§ **WORK INSTRUCTIONS**
Go through the lines below and repeat each one exactly, skipping pictures.

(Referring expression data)
....................
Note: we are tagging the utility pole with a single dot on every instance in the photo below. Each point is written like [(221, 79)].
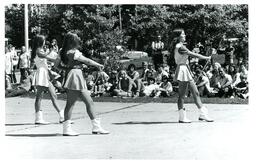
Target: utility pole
[(26, 27), (120, 17)]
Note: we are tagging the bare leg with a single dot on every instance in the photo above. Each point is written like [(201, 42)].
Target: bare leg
[(72, 96), (195, 94), (90, 108), (53, 95), (39, 96), (182, 91)]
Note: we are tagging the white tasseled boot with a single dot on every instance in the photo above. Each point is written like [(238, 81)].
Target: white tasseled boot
[(67, 130), (183, 116), (39, 118), (96, 127), (61, 116), (204, 115)]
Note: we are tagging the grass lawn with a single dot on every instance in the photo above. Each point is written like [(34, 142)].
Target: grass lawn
[(172, 99)]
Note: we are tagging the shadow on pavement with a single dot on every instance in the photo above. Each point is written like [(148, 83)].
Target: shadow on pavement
[(43, 135), (144, 122), (20, 124), (34, 135)]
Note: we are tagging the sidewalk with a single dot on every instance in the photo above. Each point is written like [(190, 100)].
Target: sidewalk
[(138, 131)]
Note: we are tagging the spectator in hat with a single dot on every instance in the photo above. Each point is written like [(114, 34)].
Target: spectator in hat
[(124, 87), (151, 72), (135, 77), (242, 88), (157, 48), (150, 89), (165, 89), (112, 82)]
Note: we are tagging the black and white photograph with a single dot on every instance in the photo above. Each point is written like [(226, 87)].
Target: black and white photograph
[(128, 81)]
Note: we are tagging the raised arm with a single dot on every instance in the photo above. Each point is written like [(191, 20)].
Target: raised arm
[(184, 50), (42, 54), (81, 58)]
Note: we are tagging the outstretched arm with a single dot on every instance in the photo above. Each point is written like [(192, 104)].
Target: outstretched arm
[(87, 61), (184, 50)]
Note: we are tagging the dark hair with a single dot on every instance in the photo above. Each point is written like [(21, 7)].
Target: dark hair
[(164, 77), (175, 39), (71, 41), (38, 41), (131, 66)]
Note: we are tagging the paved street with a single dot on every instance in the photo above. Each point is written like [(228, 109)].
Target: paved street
[(138, 131)]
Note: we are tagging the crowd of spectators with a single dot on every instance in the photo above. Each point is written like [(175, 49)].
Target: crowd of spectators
[(213, 80)]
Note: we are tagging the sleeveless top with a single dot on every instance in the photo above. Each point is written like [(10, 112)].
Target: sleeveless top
[(180, 55)]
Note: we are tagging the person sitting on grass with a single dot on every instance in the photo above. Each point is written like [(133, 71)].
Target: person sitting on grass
[(151, 72), (151, 89), (144, 71), (203, 84), (20, 89), (101, 78), (224, 82), (159, 74), (135, 77), (112, 83), (242, 89), (165, 88), (124, 88), (89, 79)]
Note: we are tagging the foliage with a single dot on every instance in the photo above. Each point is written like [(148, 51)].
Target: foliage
[(100, 30)]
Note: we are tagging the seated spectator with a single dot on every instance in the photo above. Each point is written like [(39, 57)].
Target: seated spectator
[(150, 89), (24, 59), (241, 89), (101, 78), (208, 71), (135, 77), (125, 83), (243, 70), (166, 68), (112, 83), (203, 84), (149, 73), (20, 89), (159, 74), (234, 74), (215, 74), (144, 70), (165, 89), (224, 82)]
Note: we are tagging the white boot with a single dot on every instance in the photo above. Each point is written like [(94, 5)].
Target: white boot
[(61, 116), (204, 115), (183, 116), (67, 130), (96, 127), (39, 118)]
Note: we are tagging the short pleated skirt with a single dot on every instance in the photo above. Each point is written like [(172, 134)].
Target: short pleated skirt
[(183, 73), (75, 80), (41, 77)]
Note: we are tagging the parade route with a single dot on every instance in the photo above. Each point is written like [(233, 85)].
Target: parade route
[(138, 131)]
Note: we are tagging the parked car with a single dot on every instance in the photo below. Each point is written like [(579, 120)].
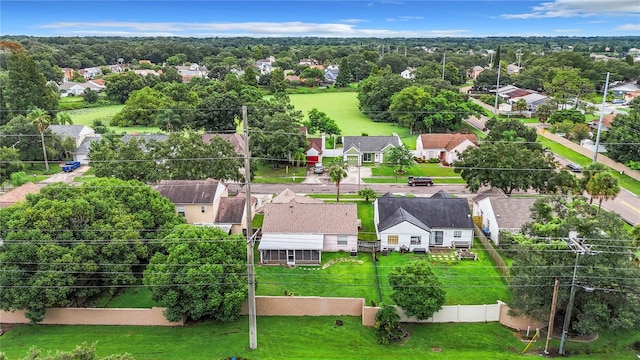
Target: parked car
[(420, 180), (574, 167)]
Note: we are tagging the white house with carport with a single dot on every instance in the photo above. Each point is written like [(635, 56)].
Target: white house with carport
[(368, 149), (420, 224), (296, 233)]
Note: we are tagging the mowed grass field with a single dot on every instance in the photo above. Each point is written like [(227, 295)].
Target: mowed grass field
[(342, 107)]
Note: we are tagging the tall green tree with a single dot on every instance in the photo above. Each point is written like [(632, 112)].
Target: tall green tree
[(9, 163), (41, 120), (417, 289), (542, 254), (337, 173), (602, 186), (210, 268)]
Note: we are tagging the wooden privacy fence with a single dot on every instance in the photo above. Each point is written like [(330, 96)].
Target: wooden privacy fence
[(278, 306)]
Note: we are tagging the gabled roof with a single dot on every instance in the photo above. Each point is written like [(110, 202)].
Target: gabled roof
[(370, 143), (315, 143), (446, 141), (18, 194), (73, 131), (512, 213), (433, 212), (286, 196), (189, 191), (298, 218), (401, 215), (231, 210), (236, 140)]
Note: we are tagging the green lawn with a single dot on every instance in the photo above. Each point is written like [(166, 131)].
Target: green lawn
[(435, 170), (466, 282), (343, 279), (342, 107), (303, 338), (283, 174)]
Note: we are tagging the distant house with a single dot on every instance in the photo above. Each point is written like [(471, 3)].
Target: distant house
[(18, 194), (408, 74), (207, 203), (444, 147), (315, 150), (297, 233), (499, 212), (418, 224), (368, 149)]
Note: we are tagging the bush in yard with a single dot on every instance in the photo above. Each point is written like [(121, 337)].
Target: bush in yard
[(387, 325), (417, 289)]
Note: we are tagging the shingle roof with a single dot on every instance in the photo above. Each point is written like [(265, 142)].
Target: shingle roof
[(189, 191), (322, 218), (446, 141), (370, 143), (231, 210), (18, 194), (512, 213), (286, 196), (435, 213)]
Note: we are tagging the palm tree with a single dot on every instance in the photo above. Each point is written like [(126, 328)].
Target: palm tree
[(520, 105), (337, 172), (603, 186), (543, 112), (63, 118), (41, 120), (168, 119)]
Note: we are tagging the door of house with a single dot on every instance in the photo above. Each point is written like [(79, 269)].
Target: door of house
[(291, 258)]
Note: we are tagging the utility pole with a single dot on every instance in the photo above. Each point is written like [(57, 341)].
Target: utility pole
[(495, 106), (253, 332), (552, 316), (580, 249), (604, 100)]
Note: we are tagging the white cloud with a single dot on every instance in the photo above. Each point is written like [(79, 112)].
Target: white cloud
[(629, 27), (579, 8), (256, 29), (404, 18)]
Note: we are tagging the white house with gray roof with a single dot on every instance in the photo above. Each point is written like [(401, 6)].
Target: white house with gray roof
[(418, 224), (501, 213), (296, 233), (368, 149)]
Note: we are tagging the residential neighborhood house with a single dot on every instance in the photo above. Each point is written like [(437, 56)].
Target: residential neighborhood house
[(368, 149), (499, 212), (444, 147), (296, 233), (420, 224)]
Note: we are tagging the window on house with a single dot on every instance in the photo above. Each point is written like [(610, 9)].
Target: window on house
[(180, 210)]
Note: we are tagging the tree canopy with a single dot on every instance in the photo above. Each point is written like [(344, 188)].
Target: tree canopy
[(416, 289), (68, 243), (201, 272)]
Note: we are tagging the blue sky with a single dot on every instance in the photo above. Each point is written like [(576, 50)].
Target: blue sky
[(366, 18)]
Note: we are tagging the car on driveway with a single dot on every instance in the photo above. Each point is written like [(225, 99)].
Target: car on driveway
[(574, 167), (420, 180)]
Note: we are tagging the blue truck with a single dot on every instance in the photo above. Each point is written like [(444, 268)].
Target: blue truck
[(69, 166)]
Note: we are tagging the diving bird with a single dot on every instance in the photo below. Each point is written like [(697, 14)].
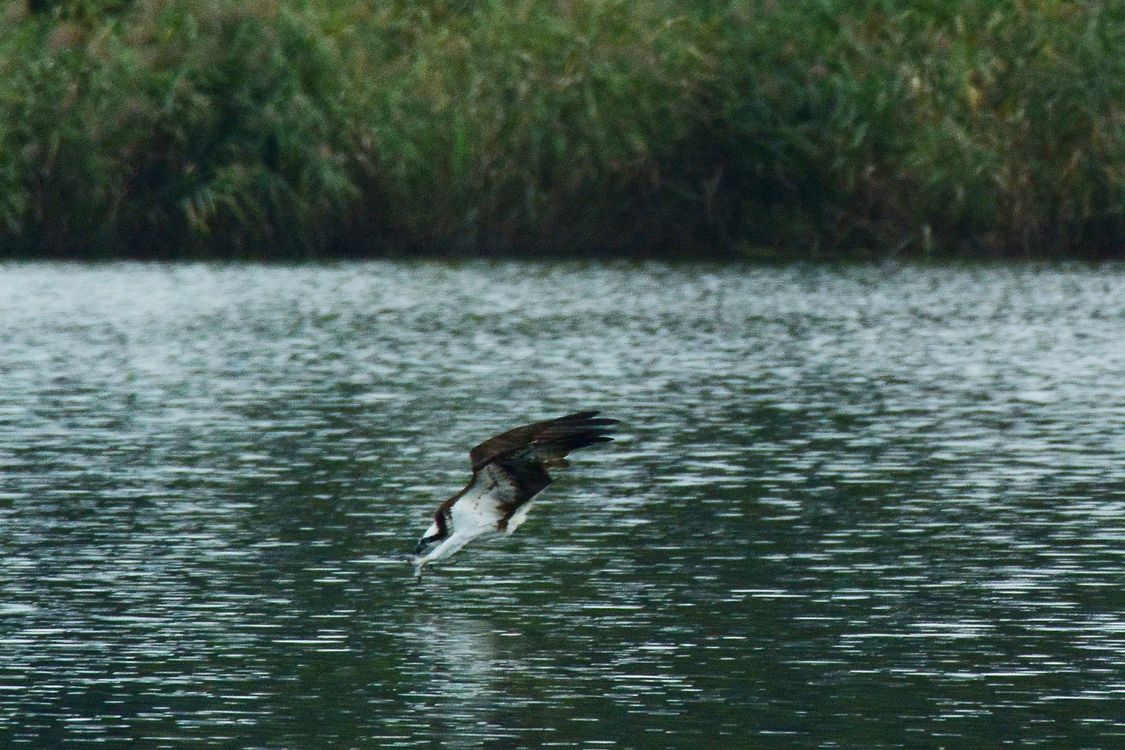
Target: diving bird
....................
§ **ANSWER BOX**
Note: we are tagging the utility pole with a single dot on every instance in the photo below. Each point is written like [(221, 79)].
Target: utility pole
[(26, 27), (120, 17)]
Note: we are tagging the bare leg with a single dot on every instance in the photo above. Each point is written like [(201, 42)].
Target: bare leg
[(72, 96), (195, 94), (90, 108), (53, 95), (39, 96), (182, 91)]
Note: we are tagging the white tasseled boot with a single dot on every instance in the photo above. Each point is written like [(238, 81)].
Target: white tasseled boot
[(67, 130), (183, 116), (39, 118), (96, 127), (61, 116), (204, 115)]
Note: we are tagging the grass lawn with a single dot on every instance in the photo above. Each point is written like [(34, 142)].
Target: grass lawn
[(172, 99)]
Note: we are tagging the shadow on pavement with a single dot on every instance in the photo above. Each point is written like [(148, 83)].
Target: shadow on pavement
[(43, 135), (144, 122), (20, 124), (34, 135)]
Note: we are tagging the sidewalk with a single dot on every instance in the photo above. Each point is written like [(190, 100)].
Target: sidewalk
[(138, 131)]
Note: we are tagging the spectator in hat with a single dot on every instance in the photo above. Each point is written like [(114, 34)].
Target: spectator in hat
[(124, 87), (151, 72), (135, 77), (242, 88), (157, 48), (150, 89), (165, 89), (112, 82)]
Note: we are tagging the black and white photograph with a single dot on every instance in the photo above. Each point is written like [(226, 87)].
Target: black and white photograph
[(128, 81)]
Note: we are tagging the raised arm with a single dot on every instance in the photo above. Each point is written like [(191, 20)].
Target: raised arm
[(184, 50), (42, 54), (81, 58)]
Note: we are tagging the outstretched arm with a single dot on every instance in the photo above. Each point is written like [(192, 104)].
Target: outstretched arm
[(87, 61), (184, 50)]
Note: we are tagging the dark hair with a single dot on every instance in the photo above. Each point is written like [(21, 7)].
Target: dark hair
[(164, 77), (175, 39), (71, 41), (38, 41), (131, 66)]
Note: we are tagging the paved street with a single dot on every instance in the photo above. Each point is written like [(228, 109)].
Target: paved street
[(138, 131)]
Note: we are tagging the crowd of spectators with a single dot on every instance in the photo above. Each point is written like [(175, 49)].
Target: crowd of spectators
[(213, 80)]
Note: we are tagging the sleeveless top with a single dot on every instance in the photo above. Each point is written like [(10, 112)].
Target: sleeveless top
[(180, 55)]
Note: we are tagging the person sitting on grass with a single dot on every instance in the photo above. Each point is written like [(133, 71)].
Target: person sitting on grass
[(151, 72), (151, 89), (144, 71), (203, 84), (20, 89), (101, 78), (224, 82), (159, 74), (135, 77), (112, 83), (242, 89), (165, 88), (124, 88), (89, 79)]
Note: we are tagging the foliage with a single dot on every instance in the photo above. Each point is written like [(148, 51)].
Target: foliage
[(100, 30)]
Note: we are tagging the seated spectator with a single dot on every instance in the photo above. Each point is written like [(39, 57)].
Target: seated spectator
[(150, 89), (24, 59), (241, 89), (101, 78), (208, 71), (135, 77), (125, 83), (243, 70), (166, 68), (112, 83), (203, 84), (149, 73), (20, 89), (159, 74), (234, 74), (215, 74), (144, 70), (165, 89), (224, 82)]
Note: we are tagging the white boot with a single dot on every instance in the photo above. Each point is written like [(94, 5)].
Target: white boot
[(61, 116), (204, 115), (183, 116), (67, 130), (96, 127), (39, 118)]
Note: we are tagging the short pleated skirt with a single dot on every instance in the photo above. Each point is written like [(172, 134)].
Target: short pleated skirt
[(183, 73), (75, 80), (41, 77)]
Note: we are tagging the parade route with a single dot on every instance in the photo above. Each point is written like [(233, 85)].
Target: parade route
[(138, 131)]
Note: we are tagging the parked car with a single dot on every instance in the photo below. Each point is written like [(579, 120)].
Target: parked car
[(420, 180), (574, 167)]
Note: we are tagging the white house with carport with a single dot on every instance in the photo above. Each point is written like [(635, 56)].
Target: white house with carport
[(368, 149), (420, 224), (296, 233)]
Note: we are tagging the mowed grass field with a single dot on every instance in the photo above. Each point is written like [(227, 295)].
Target: mowed grass field
[(342, 107)]
Note: we are tagging the tall green tree with a single dot on every instance in the photo above. Each point is written like [(632, 112)].
Target: tall green tree
[(9, 163), (41, 120), (417, 289), (542, 254), (337, 173), (602, 186), (210, 268)]
Note: we are tagging the wooden privacy fence with a single dot on every instance in the photo above. Each point is written like [(330, 96)].
Target: wooden privacy fence
[(278, 306)]
Note: we are tagging the gabled roof with a single dot on every instance in the photo above. Each point is written like [(110, 202)].
Target: gabled roof
[(370, 143), (315, 143), (446, 141), (18, 194), (73, 131), (512, 213), (433, 212), (286, 196), (189, 191), (298, 218), (401, 215), (231, 210), (236, 140)]
Note: we are tagging the green lawn with a single dot on every instance in the photo above. Each point is written like [(166, 131)].
Target: green lawn
[(435, 170), (466, 282), (343, 279), (342, 107), (303, 338), (283, 174)]
Note: we are tagging the distant house with a single dot on every instance in the photo above. Each point is written like [(471, 3)].
Target: distant house
[(18, 194), (408, 74), (207, 203), (444, 147), (315, 150), (297, 233), (499, 212), (418, 224), (368, 149)]
Note: we are tagging the bush in yard with a single dot on every instance in the photo above. Each point is written like [(121, 337)].
Target: bush in yard
[(387, 325), (417, 289)]
Note: we are tagging the shingle roof with a single dot on every instance in the photo above. Each point is written like [(265, 142)].
Target: shingle roof
[(189, 191), (322, 218), (446, 141), (370, 143), (231, 210), (18, 194), (512, 213), (286, 196), (435, 213)]
Note: we are tagging the palm tree with a single dot on every instance in the photo above. Each point is written like [(126, 328)].
Target: palm tree
[(520, 105), (337, 172), (603, 186), (543, 112), (63, 118), (41, 120), (168, 119)]
Note: we are tagging the door of house with a single dot on every instance in the photo above. Each point is written like [(79, 269)].
Target: door of house
[(291, 258)]
Note: we are tagging the utility pole with a single dot on every instance in the photo above. Each point is written like [(57, 341)].
Target: utility pole
[(495, 106), (253, 332), (552, 316), (580, 249), (604, 100)]
Note: we are tagging the white cloud with a single dot on every instance in the photo above. Each point is written like [(79, 112)].
Target: white cloud
[(629, 27), (579, 8), (256, 29), (404, 18)]
Note: we are tagging the white house with gray roof with a single dot on every instance in the photo above. Each point is written like [(401, 6)].
Target: white house with gray roof
[(418, 224), (501, 213), (296, 233), (368, 149)]
Note: we are tagging the residential neighborhood house with a single dot on every instance in the photo above. Each point is written like [(437, 56)].
Target: residential neighborhood house
[(368, 149), (499, 212), (444, 147), (296, 233), (420, 224)]
Note: we are tagging the window on house with a single dot on every instance in the photo above. Each point is written like [(610, 9)].
Target: window on house
[(180, 210)]
Note: we are tagging the tree canopy with a single dot on every instance in the photo above. Each point is written like [(344, 188)].
Target: tree canopy
[(416, 289), (68, 243), (201, 272)]
Note: we are tagging the blue sky with a single dot on every instance in the photo above. Each point is written like [(576, 50)].
Target: blue sky
[(366, 18)]
Note: we are tagging the car on driveway with a single dot on every instance in the photo above. Each point is written like [(225, 99)].
Target: car on driveway
[(574, 167), (420, 180)]
Note: we are tagging the blue truck with a single dot on every instance in the photo above. Each point is written like [(444, 268)].
Target: blue truck
[(69, 166)]
Note: we are tagging the diving bird with a single dot on every instance in the photo below. Each point is written like [(697, 14)].
Target: diving bird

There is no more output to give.